#### Passage shown
******************************

Mandi of OrganizingYourWay.net guest blogs today.
Photo by Bruce Turner
Whether you're grocery shopping on a strict budget or simply trying to stretch your budget as far as it will go, chances are you know exactly which deals you need to take advantage of and what is and isn't in your budget each week when you head to the store. A key part of making deal shopping work for you – without stress and frustration – is to have an organized shopping list so that you can still shop quickly without having to backtrack along the way to pick up items you've forgotten.
The easiest way to do this is to simply write your list in the order of the store aisles so that you can go down your list item by item. I've been writing my shopping lists this way for several years and have gotten so used to thinking this way that I'm now able to write my list by aisle without a second thought (which makes going to a different grocery store "fun"!), but I didn't start out doing that way.

******************************

#### Items
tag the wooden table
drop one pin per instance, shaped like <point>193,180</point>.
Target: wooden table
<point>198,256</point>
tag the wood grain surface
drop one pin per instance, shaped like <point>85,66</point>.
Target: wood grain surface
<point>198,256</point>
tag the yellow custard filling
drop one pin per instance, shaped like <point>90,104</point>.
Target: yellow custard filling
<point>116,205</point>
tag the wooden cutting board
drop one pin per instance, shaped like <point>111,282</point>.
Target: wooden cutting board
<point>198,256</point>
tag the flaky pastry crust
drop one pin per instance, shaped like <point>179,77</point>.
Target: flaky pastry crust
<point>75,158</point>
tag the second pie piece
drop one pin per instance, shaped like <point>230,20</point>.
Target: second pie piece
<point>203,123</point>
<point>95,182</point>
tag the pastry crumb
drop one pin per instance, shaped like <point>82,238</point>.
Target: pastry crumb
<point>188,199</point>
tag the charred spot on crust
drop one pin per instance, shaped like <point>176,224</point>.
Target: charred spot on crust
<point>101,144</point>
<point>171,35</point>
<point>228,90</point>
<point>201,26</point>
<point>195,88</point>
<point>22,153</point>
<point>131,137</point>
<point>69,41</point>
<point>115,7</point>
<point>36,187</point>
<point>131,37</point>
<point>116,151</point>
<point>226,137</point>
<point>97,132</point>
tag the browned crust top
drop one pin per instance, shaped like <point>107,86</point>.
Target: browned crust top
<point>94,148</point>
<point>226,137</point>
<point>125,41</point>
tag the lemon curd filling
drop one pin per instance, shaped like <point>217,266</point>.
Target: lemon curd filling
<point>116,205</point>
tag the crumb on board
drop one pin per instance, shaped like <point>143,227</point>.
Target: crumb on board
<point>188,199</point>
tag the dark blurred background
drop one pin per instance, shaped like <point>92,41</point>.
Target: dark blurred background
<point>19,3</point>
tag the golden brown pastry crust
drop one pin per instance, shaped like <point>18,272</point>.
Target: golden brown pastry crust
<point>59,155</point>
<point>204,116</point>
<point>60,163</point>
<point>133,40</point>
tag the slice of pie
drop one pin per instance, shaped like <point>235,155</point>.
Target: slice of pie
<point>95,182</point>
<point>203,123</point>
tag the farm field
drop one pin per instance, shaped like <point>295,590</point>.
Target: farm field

******************************

#### Directive 1
In the shopping-list post, what is the easiest way to organize a grocery list?
#### Directive 2
Retype the part of the shopping-list post starting at "The easiest way" and ending at "doing that way.".

#### Written reply 1
Write the list in the order of the store aisles.

#### Written reply 2
The easiest way to do this is to simply write your list in the order of the store aisles so that you can go down your list item by item. I've been writing my shopping lists this way for several years and have gotten so used to thinking this way that I'm now able to write my list by aisle without a second thought (which makes going to a different grocery store "fun"!), but I didn't start out doing that way.